Set task -
Please rewrite everything from the line containing "For every instance of the crumbling" down to the end of the lines as a Markdown table with the columns Row and Line, numbering each line and leaving out blank ones.

[Some records]
╭──
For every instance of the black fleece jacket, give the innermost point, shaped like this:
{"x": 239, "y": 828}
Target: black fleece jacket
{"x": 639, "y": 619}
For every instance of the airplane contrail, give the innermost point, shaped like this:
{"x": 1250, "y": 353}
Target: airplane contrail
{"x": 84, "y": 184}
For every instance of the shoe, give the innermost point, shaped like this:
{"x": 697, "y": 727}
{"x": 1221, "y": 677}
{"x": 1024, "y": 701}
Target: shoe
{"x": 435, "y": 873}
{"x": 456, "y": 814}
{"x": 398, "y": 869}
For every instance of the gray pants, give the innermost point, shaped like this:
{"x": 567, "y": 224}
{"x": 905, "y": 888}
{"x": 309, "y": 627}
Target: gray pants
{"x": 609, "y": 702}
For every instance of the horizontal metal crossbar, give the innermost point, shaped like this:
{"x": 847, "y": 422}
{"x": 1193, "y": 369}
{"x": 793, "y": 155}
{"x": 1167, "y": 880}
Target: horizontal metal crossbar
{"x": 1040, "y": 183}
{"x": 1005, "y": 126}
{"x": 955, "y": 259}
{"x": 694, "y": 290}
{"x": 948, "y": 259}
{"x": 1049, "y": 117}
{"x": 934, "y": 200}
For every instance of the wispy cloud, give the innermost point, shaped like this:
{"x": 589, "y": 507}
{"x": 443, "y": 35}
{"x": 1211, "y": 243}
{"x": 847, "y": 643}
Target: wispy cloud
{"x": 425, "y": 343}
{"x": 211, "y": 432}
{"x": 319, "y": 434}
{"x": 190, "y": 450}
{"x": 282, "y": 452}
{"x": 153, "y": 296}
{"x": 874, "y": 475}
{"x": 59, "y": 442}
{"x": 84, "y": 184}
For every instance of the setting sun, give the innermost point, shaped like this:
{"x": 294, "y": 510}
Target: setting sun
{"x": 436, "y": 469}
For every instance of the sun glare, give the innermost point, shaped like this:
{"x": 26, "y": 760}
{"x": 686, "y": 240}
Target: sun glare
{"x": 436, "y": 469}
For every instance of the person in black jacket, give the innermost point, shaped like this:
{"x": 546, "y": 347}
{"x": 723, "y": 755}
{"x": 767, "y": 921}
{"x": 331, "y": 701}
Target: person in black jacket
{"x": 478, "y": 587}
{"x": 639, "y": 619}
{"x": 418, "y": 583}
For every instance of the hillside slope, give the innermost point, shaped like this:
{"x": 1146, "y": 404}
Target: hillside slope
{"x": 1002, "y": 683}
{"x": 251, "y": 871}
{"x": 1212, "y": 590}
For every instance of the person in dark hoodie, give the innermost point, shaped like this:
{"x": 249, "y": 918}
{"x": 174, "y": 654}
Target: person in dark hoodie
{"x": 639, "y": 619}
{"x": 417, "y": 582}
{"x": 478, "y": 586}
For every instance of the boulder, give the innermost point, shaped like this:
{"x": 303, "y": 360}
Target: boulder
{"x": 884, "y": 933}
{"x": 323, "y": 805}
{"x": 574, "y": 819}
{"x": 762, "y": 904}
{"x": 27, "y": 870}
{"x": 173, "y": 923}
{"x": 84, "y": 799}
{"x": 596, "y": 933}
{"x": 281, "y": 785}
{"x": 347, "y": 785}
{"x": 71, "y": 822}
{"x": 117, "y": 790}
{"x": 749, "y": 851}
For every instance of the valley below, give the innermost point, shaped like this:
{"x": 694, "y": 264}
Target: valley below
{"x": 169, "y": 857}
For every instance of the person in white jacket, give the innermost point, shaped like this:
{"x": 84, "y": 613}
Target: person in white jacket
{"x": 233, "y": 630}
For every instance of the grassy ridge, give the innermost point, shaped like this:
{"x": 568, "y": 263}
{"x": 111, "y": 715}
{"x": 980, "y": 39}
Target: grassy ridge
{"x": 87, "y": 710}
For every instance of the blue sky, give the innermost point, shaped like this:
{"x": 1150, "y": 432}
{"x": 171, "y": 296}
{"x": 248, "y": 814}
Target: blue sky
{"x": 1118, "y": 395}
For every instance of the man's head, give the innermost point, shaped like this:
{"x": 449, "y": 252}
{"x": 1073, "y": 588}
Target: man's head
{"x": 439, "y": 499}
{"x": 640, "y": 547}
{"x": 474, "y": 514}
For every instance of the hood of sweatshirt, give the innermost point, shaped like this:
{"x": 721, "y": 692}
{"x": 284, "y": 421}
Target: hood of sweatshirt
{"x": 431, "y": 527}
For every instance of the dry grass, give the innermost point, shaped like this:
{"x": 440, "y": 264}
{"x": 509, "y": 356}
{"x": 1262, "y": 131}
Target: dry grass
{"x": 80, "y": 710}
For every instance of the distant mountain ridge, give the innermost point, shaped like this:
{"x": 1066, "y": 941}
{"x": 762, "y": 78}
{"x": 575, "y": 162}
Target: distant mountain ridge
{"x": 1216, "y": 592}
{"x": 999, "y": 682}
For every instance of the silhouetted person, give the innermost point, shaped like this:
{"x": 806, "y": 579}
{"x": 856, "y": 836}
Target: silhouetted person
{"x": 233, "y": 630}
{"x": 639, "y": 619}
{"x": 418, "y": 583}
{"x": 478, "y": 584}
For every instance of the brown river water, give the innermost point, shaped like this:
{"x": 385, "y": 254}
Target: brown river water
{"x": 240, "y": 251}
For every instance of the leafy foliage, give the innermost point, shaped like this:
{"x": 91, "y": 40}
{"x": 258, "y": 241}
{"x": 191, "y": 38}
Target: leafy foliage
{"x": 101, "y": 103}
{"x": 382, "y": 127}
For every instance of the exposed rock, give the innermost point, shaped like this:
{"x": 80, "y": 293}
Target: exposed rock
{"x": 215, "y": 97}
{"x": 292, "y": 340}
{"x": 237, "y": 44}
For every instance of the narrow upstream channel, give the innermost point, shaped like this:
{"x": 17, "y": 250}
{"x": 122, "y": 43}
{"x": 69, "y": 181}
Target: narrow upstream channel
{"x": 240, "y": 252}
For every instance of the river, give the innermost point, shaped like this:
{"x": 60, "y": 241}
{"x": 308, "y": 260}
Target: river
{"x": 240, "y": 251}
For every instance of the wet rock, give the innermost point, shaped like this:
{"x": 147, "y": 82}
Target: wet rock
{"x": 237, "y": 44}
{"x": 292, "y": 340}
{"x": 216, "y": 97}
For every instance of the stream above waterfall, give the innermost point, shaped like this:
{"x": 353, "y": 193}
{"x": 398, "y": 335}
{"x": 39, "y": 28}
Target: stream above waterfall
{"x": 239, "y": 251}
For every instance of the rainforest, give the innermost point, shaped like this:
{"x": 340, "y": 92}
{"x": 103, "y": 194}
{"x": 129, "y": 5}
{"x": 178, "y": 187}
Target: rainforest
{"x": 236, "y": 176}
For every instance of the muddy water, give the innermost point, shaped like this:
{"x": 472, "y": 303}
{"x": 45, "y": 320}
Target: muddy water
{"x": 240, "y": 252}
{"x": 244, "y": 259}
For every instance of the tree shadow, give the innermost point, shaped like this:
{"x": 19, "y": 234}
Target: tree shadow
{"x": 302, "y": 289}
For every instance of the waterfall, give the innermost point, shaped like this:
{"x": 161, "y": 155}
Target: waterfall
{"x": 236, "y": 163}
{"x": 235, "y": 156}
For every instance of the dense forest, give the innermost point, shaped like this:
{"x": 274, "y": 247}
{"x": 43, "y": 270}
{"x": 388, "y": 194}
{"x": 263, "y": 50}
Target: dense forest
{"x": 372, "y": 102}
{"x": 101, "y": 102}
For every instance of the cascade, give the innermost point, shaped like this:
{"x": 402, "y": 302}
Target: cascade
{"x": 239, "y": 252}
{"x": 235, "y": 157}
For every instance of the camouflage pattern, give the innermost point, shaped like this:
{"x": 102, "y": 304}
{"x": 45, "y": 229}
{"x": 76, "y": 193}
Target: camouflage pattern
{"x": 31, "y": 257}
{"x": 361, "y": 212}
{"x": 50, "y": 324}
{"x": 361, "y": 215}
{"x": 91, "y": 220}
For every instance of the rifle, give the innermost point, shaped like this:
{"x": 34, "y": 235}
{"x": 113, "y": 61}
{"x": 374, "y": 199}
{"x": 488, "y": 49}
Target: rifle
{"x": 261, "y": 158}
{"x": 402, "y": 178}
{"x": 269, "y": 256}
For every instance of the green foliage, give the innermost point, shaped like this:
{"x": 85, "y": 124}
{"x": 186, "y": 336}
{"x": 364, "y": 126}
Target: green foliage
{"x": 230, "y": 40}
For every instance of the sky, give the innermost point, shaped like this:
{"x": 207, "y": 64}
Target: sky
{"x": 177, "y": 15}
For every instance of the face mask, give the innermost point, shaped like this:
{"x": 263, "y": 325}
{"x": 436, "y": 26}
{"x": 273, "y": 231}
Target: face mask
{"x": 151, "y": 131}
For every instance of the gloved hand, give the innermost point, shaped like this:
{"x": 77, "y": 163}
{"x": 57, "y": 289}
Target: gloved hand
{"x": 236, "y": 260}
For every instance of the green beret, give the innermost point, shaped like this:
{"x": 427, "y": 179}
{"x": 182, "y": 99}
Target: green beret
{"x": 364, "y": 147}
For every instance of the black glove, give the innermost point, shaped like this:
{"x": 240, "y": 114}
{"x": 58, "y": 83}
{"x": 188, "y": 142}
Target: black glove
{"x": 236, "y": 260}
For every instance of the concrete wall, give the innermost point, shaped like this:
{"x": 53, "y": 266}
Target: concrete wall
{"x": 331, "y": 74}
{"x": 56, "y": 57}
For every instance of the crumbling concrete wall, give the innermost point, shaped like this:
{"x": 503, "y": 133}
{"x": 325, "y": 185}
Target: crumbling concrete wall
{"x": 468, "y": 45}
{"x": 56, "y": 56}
╰──
Output for this exercise -
| Row | Line |
|---|---|
| 1 | For every instance of the crumbling concrete wall, give the innermost point, shaped like this: |
| 2 | {"x": 503, "y": 133} |
| 3 | {"x": 325, "y": 185} |
| 4 | Target: crumbling concrete wall |
| 5 | {"x": 468, "y": 45} |
| 6 | {"x": 56, "y": 56} |